▸ PROBLEM STATEMENT: Search the records for the word "shirt". Copy every line where it appears.

==== DATA TO USE

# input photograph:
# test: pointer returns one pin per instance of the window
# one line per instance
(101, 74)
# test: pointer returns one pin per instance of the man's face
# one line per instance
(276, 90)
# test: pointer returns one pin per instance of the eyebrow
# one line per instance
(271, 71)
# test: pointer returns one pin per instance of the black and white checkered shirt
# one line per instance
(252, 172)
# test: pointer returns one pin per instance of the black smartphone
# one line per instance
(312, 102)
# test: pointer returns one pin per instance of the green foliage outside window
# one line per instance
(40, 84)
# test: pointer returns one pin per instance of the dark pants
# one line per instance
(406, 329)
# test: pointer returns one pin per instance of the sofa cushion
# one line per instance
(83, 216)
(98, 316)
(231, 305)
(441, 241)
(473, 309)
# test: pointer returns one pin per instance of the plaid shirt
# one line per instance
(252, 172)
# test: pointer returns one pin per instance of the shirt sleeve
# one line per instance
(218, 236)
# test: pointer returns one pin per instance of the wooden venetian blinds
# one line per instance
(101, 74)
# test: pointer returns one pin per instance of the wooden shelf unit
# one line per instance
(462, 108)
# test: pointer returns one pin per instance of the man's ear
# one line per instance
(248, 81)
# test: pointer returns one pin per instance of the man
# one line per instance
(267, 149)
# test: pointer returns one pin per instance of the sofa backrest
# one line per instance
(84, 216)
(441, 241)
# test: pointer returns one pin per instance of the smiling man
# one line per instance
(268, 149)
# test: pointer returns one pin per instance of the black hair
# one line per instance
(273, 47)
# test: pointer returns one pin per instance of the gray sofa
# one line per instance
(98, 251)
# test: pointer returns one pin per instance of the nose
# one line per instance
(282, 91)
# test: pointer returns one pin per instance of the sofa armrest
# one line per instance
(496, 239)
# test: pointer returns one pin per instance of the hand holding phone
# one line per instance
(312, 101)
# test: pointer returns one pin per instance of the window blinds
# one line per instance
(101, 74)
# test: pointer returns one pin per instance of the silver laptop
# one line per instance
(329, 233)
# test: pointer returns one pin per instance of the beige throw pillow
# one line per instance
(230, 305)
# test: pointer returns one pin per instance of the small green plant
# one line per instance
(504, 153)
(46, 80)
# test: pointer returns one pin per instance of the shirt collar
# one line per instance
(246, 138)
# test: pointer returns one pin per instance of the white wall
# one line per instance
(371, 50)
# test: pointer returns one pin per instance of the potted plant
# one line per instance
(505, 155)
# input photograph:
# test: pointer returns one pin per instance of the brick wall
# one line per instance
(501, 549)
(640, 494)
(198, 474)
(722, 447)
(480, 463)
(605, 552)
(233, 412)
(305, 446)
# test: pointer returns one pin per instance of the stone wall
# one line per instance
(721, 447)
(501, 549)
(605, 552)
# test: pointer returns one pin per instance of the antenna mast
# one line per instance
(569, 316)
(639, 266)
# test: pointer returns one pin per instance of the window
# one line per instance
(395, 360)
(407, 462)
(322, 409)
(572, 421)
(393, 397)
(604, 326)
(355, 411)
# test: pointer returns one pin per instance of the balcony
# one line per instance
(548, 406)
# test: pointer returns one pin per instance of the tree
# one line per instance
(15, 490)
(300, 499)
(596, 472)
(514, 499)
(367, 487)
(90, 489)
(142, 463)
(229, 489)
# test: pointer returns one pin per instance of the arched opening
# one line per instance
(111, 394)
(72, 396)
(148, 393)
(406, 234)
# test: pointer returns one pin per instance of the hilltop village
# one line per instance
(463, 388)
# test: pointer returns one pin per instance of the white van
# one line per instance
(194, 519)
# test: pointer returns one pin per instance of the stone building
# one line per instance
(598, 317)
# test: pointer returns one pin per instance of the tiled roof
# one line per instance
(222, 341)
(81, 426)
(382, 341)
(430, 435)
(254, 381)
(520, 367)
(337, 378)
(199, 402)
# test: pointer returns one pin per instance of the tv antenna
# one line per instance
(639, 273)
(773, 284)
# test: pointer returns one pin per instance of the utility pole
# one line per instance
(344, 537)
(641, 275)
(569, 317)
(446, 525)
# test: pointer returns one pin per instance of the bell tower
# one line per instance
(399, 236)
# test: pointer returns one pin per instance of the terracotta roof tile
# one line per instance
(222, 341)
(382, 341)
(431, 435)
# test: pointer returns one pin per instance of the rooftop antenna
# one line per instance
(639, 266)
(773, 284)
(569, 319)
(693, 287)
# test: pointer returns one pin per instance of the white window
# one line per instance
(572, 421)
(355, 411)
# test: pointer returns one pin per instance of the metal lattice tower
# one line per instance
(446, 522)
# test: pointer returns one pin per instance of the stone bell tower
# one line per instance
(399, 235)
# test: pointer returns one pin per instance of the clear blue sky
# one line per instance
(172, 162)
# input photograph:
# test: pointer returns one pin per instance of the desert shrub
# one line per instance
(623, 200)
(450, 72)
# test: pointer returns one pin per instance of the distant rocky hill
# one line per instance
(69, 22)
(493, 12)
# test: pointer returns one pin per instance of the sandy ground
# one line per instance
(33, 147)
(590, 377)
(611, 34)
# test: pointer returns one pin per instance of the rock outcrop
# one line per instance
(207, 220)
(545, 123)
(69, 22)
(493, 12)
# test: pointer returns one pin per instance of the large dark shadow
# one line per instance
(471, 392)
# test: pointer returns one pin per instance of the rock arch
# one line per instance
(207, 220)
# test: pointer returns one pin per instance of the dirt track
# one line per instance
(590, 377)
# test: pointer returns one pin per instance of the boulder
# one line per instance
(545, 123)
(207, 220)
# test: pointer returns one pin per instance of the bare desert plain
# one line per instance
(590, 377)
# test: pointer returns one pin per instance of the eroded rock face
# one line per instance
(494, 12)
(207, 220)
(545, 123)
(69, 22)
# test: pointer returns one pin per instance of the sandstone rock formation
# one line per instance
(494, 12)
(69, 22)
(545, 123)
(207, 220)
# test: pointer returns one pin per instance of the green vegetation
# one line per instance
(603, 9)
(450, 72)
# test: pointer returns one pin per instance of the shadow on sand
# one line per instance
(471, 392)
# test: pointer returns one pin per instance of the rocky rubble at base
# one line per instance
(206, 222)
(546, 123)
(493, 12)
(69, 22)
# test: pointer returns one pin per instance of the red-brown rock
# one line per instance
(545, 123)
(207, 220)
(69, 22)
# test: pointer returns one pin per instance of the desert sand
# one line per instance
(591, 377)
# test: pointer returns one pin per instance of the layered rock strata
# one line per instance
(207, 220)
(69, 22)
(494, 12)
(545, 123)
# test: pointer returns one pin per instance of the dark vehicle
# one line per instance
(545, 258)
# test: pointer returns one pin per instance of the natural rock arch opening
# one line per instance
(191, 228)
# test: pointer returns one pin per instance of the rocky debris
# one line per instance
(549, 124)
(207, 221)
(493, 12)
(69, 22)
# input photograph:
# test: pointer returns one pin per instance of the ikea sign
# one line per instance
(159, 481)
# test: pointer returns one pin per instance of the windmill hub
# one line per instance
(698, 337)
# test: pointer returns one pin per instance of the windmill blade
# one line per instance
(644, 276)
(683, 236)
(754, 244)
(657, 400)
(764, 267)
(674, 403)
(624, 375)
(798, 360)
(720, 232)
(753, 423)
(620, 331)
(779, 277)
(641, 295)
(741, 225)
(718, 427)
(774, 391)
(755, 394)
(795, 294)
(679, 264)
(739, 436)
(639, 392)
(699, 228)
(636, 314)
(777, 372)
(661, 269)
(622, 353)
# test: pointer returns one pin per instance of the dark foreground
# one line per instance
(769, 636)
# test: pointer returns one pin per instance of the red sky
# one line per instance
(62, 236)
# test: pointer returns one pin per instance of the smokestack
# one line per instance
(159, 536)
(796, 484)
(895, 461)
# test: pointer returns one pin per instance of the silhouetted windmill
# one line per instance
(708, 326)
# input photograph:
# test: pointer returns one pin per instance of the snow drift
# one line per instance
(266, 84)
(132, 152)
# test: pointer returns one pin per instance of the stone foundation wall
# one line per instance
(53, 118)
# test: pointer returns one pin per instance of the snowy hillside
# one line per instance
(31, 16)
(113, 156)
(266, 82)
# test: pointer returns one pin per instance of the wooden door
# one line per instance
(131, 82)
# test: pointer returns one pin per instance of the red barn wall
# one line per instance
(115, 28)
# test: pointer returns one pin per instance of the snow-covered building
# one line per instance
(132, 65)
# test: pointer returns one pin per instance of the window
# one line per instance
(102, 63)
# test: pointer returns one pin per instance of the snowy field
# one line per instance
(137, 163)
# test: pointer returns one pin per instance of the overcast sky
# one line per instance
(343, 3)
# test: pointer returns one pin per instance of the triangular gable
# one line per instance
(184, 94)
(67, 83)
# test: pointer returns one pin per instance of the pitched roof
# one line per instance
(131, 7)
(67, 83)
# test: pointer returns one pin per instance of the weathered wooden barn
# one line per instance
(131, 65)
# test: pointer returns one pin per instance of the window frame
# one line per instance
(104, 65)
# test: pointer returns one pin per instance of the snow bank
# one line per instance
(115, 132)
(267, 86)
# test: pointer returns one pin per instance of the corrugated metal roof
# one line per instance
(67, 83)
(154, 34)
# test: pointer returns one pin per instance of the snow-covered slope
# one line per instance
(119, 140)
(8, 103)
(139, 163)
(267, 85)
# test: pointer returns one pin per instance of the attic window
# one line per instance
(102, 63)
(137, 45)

========

▸ ANSWER FOR THIS EXERCISE:
# test: pointer returns one pin per instance of the black and white checkered shirt
# test: pointer returns one pin per instance of the plaid shirt
# test: pointer returns one pin per instance of the shirt sleeve
# test: pointer returns one pin per instance of the shirt collar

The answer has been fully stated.